▶ THE EXERCISE
Render the records below as a two-column CSV with the columns input_text and answer_points, one row per record and covering every record. Put each record's text and its answer in a single quoted field each, with line breaks replaced by spaces.

▶ EXCERPTED DATA

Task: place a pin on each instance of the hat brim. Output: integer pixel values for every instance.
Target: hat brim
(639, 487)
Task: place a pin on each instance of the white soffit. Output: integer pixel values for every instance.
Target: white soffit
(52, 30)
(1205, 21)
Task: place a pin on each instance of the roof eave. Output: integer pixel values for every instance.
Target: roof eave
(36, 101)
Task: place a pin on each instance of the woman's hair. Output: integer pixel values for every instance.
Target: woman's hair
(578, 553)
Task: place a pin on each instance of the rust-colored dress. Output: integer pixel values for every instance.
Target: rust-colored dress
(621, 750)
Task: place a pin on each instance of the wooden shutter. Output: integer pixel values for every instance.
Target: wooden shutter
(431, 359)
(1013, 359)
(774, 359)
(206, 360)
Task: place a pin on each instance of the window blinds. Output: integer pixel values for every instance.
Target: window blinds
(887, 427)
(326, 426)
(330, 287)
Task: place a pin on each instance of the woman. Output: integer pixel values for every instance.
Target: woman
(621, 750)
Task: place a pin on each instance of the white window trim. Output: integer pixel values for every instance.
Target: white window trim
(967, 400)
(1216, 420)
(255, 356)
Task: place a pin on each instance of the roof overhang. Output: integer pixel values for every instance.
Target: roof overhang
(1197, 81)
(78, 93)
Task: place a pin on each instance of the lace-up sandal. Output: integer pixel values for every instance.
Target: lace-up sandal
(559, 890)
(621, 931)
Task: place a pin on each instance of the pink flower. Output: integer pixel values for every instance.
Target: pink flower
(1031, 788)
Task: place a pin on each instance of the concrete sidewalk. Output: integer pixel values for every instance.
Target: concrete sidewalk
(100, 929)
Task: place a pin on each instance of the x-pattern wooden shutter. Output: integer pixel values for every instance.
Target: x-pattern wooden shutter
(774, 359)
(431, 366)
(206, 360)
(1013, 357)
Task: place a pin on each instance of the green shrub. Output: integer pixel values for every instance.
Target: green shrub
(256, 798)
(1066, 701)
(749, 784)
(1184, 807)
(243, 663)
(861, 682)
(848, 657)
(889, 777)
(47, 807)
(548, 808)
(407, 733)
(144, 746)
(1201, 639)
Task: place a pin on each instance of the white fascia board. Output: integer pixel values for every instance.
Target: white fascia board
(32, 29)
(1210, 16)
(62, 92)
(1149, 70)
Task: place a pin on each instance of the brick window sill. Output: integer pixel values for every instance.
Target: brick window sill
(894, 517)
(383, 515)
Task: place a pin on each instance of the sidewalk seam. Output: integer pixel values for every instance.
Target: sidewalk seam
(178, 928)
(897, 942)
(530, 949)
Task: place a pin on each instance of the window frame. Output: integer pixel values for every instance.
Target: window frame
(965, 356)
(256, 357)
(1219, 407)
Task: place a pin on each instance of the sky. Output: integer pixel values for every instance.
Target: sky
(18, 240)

▶ RESULT
input_text,answer_points
"Task: place a pin on each instance of the hat brim. Output: integer pixel values for every instance. Target: hat brim","(639, 487)"
"Task: place a pin on each instance of the white soffit. Output: integer pixel values for every instance. Target: white soffit","(52, 30) (1205, 21)"
"Task: place a pin on each instance of the roof eave. Output: integer pixel values for every instance. Target: roof eave","(36, 101)"
"Task: place a pin on each instance of the woman's hair. Output: integer pixel values for every instance. Target: woman's hair","(578, 553)"
"Task: place a pin on each instance of the rust-colored dress. Output: integer pixel values for every instance. Target: rust-colored dress","(621, 750)"
"Task: place a pin on each instance of the wooden shutter. Output: integer pixel values for every instance. Target: wooden shutter","(431, 359) (1013, 359) (774, 359) (206, 360)"
"Task: place a pin on each instance of the window blinds. Output: integer pixel values for every instance. Target: window blinds","(887, 427) (326, 426) (330, 287)"
"Task: place a pin on each instance of the woman. Output: integer pixel values for every instance. Target: woman","(621, 750)"
"Task: place a pin on each instance of the white window trim. Output: integer pixel values for every instance. Target: white window trim","(967, 400) (1216, 420) (255, 356)"
"Task: place a pin on each instance of the roof overhang. Output: integer pixel values for every instance. Target: roof overhang","(1197, 81) (78, 93)"
"Task: place a pin on each instance of the lace-up sandal. Output: integer pixel values for every instance. Target: lace-up sandal","(559, 890) (621, 931)"
"Task: place a pin on each instance of the pink flower. Output: integer pixel values for every instance. Target: pink flower","(1031, 788)"
"Task: place a pin on each instance of the concrete sidewalk. Output: integer pixel values for every instance. Target: concrete sidewalk","(100, 929)"
"Task: place a pin on each instance of the x-pattern wooden shutter. Output: integer pixel values for every instance. Target: x-pattern wooden shutter","(774, 359) (431, 366) (206, 360) (1013, 357)"
"Task: place a pin on each instance of the green shrub. Output: integer pixel values for every instance. Target: green shrub","(256, 798) (1066, 701) (749, 784) (1184, 807) (243, 663) (861, 682) (848, 657) (889, 777) (47, 807) (548, 808) (407, 733) (144, 746) (1201, 639)"
"Task: place a pin on each instance of the white fascia board. Output: integer pixel values for every instance. Target: white fascia board","(32, 29) (1210, 16) (62, 92) (1149, 70)"
"Task: place a pin on each instance of the brick window sill. Output: integer pixel values for every instance. Target: brick window sill","(894, 517) (383, 515)"
"Task: place a pin on each instance of the sidewalk seam. Output: integer pixel values for every instance. Target: sidewalk seam","(178, 928) (897, 942) (530, 949)"
"Task: place a pin on each instance of the window frame. Output: integer pixel values for every instance. Target: window frame","(965, 356) (256, 357) (1219, 407)"
"Task: place a pin on each instance of the sky. Output: integer pixel values for every instance. Target: sky","(18, 240)"